§ Work task:
Which lines of the entries hold the string "driveway"? Copy each one.

§ Data for this task:
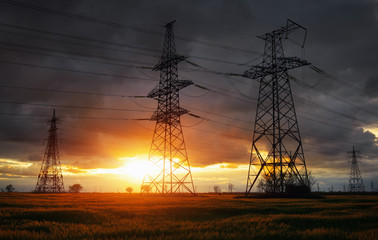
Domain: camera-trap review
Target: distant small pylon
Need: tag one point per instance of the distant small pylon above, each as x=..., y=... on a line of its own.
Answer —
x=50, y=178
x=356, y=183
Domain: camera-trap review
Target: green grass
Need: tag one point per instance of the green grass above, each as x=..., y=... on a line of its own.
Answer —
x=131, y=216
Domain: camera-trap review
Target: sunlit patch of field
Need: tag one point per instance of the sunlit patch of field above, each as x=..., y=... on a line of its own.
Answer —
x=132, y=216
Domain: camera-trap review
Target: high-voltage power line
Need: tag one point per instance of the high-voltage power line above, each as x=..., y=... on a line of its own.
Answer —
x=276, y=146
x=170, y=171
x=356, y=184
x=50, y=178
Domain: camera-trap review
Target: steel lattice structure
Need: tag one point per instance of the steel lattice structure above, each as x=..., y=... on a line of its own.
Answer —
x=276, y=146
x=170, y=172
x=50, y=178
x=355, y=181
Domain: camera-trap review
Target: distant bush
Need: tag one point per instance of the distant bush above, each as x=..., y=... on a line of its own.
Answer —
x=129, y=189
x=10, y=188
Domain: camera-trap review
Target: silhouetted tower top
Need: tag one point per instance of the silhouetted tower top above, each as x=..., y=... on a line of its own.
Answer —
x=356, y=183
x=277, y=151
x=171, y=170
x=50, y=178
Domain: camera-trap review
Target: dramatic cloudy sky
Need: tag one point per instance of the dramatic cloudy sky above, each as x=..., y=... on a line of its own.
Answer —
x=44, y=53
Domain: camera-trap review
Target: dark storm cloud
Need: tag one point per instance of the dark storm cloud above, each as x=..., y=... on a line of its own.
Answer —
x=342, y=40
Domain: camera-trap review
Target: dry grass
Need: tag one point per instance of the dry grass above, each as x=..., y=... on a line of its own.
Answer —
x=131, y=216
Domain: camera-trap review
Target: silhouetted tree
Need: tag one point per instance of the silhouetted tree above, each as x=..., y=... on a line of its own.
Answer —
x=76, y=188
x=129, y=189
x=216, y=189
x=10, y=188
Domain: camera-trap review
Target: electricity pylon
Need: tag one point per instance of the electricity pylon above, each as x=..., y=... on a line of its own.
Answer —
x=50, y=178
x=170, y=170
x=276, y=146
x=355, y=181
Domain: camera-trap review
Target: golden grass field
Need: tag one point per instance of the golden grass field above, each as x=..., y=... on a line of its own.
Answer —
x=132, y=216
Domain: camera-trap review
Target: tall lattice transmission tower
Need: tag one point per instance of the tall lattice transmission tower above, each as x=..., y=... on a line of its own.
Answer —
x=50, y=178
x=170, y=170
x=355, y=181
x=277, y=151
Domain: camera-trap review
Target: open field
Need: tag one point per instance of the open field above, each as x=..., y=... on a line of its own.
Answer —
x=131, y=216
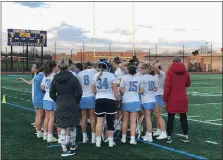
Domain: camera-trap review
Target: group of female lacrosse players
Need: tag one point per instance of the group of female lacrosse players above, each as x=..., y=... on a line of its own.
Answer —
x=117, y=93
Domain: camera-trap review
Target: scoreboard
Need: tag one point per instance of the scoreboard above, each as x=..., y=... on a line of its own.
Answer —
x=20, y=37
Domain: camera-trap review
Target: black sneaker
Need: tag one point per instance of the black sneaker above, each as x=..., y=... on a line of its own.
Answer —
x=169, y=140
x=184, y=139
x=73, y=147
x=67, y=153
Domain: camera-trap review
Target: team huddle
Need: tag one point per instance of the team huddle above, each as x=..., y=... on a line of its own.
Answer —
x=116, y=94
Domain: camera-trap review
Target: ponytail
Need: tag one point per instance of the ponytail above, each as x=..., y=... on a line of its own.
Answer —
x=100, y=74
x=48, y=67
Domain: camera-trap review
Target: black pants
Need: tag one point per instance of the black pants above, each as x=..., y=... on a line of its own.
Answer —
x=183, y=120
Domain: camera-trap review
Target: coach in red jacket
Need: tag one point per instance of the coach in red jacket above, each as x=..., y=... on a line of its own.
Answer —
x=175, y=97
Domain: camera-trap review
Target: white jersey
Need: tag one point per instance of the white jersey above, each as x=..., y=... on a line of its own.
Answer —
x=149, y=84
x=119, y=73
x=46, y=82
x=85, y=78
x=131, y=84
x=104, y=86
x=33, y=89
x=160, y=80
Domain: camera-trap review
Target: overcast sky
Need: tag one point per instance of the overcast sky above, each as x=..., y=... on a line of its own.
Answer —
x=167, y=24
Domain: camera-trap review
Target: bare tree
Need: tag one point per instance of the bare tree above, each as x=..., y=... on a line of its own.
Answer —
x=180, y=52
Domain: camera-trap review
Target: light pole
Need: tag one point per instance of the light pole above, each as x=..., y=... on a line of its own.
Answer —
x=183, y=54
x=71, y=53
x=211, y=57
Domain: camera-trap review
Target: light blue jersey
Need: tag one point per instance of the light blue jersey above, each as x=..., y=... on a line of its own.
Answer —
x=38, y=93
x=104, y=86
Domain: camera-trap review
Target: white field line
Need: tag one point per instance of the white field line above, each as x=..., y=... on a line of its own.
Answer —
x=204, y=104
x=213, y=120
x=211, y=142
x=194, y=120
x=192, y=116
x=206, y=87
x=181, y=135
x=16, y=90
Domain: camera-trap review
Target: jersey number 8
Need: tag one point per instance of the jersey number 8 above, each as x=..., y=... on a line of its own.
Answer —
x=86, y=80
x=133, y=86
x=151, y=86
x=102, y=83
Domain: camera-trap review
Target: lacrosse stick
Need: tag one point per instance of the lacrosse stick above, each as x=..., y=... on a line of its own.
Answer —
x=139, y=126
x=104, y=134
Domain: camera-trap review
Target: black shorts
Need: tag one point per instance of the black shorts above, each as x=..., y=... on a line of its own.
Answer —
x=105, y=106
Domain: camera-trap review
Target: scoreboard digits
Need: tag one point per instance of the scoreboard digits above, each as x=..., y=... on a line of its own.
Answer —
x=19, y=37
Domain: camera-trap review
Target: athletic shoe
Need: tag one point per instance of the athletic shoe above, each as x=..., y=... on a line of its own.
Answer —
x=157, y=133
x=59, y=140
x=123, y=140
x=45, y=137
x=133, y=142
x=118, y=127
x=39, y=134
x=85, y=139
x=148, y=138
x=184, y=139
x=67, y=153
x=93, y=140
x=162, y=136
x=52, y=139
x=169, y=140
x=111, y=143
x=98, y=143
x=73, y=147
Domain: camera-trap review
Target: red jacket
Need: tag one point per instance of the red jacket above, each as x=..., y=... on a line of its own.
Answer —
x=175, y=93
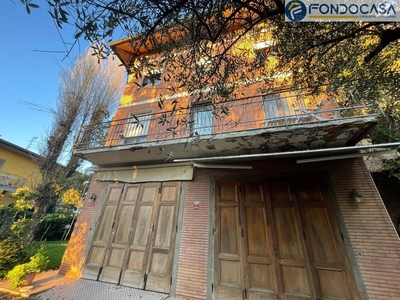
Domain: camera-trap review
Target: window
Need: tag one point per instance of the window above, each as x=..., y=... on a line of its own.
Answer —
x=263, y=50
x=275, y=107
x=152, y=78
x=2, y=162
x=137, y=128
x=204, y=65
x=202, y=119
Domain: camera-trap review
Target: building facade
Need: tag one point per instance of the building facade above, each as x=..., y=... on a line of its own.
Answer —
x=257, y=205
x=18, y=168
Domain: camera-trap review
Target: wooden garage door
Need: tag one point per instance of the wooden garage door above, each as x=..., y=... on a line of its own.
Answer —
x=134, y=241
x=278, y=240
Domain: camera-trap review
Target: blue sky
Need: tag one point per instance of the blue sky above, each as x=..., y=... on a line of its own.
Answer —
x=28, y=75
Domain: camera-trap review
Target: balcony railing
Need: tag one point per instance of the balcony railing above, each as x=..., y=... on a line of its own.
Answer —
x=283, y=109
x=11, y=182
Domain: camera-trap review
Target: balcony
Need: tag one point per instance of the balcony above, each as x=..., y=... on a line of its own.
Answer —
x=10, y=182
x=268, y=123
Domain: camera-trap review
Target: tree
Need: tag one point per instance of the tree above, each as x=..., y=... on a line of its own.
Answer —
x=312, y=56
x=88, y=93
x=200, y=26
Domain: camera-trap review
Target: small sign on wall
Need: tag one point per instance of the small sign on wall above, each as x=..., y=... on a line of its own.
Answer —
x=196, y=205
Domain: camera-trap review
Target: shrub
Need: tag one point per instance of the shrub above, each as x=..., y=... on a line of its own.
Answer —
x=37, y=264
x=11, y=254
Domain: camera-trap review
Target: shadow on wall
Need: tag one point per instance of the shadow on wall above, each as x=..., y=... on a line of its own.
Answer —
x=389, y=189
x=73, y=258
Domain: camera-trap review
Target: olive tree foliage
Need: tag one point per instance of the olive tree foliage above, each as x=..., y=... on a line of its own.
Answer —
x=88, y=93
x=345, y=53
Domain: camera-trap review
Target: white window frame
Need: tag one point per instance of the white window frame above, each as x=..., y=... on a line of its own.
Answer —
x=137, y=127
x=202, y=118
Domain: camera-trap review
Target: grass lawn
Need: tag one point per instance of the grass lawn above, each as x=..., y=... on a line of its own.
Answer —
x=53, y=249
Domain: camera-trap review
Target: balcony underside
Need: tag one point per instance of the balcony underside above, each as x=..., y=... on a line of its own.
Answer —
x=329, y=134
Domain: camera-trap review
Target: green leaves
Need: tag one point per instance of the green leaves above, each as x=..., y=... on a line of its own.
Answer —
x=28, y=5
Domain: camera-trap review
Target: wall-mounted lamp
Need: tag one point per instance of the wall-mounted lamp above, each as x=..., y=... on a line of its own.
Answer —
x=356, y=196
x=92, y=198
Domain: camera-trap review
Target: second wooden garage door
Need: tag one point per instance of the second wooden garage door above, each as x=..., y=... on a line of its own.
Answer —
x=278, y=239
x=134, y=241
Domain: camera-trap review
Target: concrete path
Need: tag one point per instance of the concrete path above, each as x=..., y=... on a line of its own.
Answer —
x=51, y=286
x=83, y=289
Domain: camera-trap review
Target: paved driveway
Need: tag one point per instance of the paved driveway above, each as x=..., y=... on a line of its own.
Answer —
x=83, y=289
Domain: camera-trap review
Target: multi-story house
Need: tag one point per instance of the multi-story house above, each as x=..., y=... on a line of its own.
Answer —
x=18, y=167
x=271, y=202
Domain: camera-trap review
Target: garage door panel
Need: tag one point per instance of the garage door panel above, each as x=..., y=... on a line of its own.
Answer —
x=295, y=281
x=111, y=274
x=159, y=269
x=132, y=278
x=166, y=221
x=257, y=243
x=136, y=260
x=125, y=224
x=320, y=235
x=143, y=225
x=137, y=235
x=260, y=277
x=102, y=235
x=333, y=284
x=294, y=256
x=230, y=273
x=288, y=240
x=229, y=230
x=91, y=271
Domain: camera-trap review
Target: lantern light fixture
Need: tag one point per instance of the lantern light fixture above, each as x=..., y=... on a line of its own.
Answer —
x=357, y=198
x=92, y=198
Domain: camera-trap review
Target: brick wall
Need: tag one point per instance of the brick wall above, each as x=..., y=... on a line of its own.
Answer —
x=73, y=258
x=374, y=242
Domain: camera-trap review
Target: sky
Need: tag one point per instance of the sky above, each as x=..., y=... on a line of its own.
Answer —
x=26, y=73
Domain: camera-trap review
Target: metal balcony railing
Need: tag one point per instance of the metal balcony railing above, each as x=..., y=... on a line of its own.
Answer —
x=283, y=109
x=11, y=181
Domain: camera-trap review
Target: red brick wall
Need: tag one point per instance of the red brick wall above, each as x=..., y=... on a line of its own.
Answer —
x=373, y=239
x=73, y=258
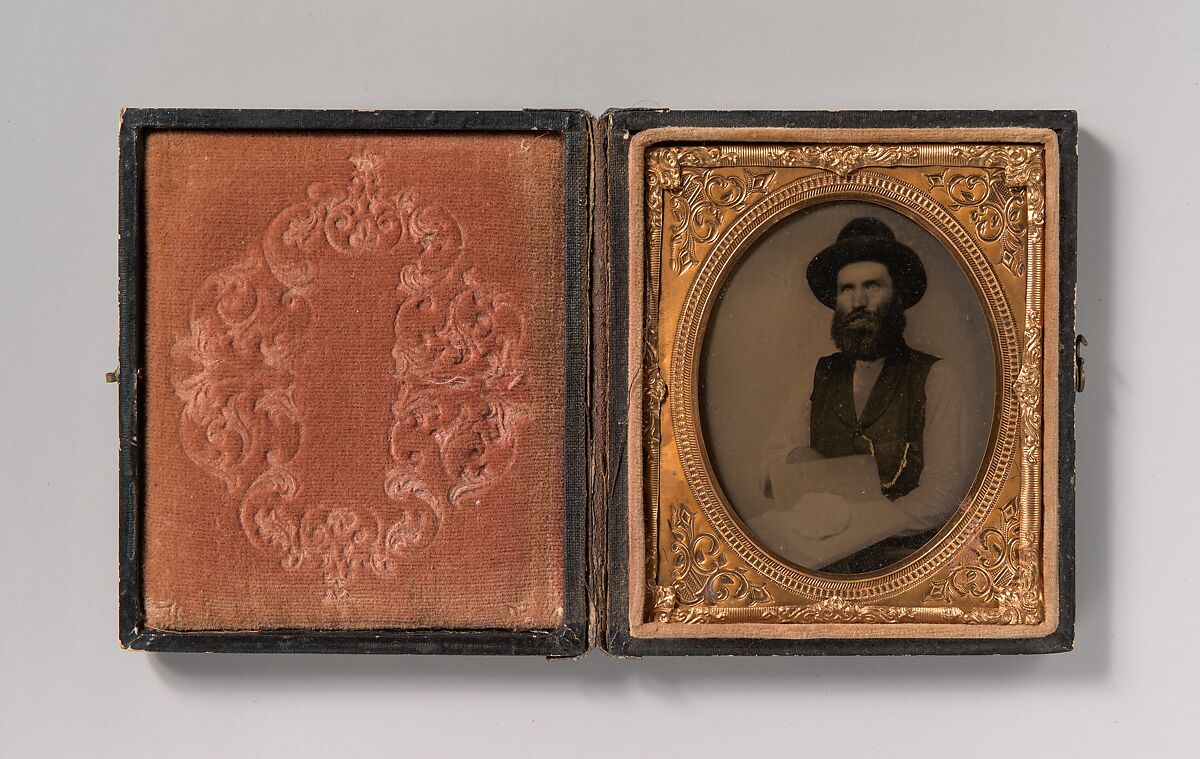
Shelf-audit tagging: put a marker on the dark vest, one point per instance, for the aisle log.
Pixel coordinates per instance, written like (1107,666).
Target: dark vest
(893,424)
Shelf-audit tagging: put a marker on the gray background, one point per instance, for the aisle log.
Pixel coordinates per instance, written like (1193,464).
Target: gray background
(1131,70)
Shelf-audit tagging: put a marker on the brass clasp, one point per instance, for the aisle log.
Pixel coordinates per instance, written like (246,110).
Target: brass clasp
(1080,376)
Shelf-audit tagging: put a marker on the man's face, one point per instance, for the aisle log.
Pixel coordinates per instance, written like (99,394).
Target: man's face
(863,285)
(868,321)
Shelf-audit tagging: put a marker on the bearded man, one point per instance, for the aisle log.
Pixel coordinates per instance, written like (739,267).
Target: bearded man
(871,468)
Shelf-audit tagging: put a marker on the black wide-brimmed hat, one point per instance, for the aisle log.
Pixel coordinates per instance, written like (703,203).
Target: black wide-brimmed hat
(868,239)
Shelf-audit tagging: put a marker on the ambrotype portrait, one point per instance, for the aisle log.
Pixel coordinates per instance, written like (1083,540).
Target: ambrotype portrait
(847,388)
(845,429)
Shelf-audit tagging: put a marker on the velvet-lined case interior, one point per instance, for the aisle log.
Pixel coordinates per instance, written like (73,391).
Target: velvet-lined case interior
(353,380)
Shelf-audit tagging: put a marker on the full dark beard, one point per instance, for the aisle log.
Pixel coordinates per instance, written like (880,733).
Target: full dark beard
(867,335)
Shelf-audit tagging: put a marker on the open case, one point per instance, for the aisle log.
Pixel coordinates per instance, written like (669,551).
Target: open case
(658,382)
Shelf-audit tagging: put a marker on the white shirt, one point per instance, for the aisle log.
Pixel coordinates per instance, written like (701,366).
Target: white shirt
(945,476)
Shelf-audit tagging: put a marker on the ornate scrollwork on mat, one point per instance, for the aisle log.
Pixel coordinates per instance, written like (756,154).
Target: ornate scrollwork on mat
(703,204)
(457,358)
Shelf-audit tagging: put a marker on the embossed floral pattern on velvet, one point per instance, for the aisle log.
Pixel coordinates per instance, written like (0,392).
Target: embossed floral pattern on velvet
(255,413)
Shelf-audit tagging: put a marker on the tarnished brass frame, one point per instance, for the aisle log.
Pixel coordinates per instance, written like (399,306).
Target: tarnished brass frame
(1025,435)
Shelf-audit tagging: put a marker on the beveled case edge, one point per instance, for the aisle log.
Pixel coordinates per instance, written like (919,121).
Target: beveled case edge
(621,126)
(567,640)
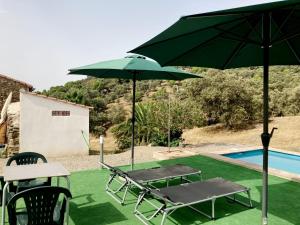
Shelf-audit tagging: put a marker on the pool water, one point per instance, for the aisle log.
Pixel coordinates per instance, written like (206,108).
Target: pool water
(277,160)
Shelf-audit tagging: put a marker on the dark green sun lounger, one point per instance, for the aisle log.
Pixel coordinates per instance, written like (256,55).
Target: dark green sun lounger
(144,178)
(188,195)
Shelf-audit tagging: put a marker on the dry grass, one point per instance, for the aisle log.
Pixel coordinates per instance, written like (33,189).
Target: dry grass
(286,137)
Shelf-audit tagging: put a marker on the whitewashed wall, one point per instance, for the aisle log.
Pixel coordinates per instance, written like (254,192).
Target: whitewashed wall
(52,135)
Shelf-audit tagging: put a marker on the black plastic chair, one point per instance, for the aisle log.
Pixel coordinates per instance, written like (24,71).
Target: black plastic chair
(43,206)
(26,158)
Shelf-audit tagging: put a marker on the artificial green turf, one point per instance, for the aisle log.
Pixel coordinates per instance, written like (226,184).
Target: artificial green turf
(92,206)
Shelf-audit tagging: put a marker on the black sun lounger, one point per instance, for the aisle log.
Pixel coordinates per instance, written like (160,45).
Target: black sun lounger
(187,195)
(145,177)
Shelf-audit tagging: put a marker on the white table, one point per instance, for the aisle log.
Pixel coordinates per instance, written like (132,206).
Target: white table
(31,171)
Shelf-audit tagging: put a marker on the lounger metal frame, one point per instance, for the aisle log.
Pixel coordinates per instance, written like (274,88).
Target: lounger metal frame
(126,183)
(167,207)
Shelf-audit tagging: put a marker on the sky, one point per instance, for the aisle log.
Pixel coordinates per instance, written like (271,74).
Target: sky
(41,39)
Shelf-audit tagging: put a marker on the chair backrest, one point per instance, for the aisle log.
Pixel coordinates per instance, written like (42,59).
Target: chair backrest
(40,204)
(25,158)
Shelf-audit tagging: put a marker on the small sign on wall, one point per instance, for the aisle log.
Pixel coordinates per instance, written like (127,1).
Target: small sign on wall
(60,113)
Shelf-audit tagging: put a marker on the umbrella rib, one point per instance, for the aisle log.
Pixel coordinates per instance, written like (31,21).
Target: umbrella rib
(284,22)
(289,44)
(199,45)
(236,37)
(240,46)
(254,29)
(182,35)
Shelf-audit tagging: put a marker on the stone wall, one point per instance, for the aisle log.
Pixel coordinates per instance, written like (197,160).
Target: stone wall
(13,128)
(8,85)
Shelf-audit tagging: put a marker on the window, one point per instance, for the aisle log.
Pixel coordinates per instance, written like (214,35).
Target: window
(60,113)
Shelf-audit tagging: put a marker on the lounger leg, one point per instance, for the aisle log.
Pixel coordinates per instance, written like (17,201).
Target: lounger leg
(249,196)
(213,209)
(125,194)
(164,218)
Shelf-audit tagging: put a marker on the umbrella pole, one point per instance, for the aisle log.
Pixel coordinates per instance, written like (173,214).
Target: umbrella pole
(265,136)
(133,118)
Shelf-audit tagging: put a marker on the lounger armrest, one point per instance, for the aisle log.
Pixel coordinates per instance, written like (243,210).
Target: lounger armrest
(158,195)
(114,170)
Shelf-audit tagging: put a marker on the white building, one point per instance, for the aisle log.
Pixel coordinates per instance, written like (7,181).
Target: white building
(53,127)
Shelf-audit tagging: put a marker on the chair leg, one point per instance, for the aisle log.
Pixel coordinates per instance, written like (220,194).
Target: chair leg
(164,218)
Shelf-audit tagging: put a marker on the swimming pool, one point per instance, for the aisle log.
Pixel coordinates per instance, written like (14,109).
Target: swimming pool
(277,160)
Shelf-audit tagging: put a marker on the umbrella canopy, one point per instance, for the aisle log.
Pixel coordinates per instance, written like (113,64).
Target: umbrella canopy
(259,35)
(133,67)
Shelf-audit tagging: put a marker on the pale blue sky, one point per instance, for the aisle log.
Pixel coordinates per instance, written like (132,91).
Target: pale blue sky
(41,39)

§ Answer to the problem:
Target: paved driveway
Need: tag one point per instance of the paved driveway above, each as x=..., y=... on a line of its own.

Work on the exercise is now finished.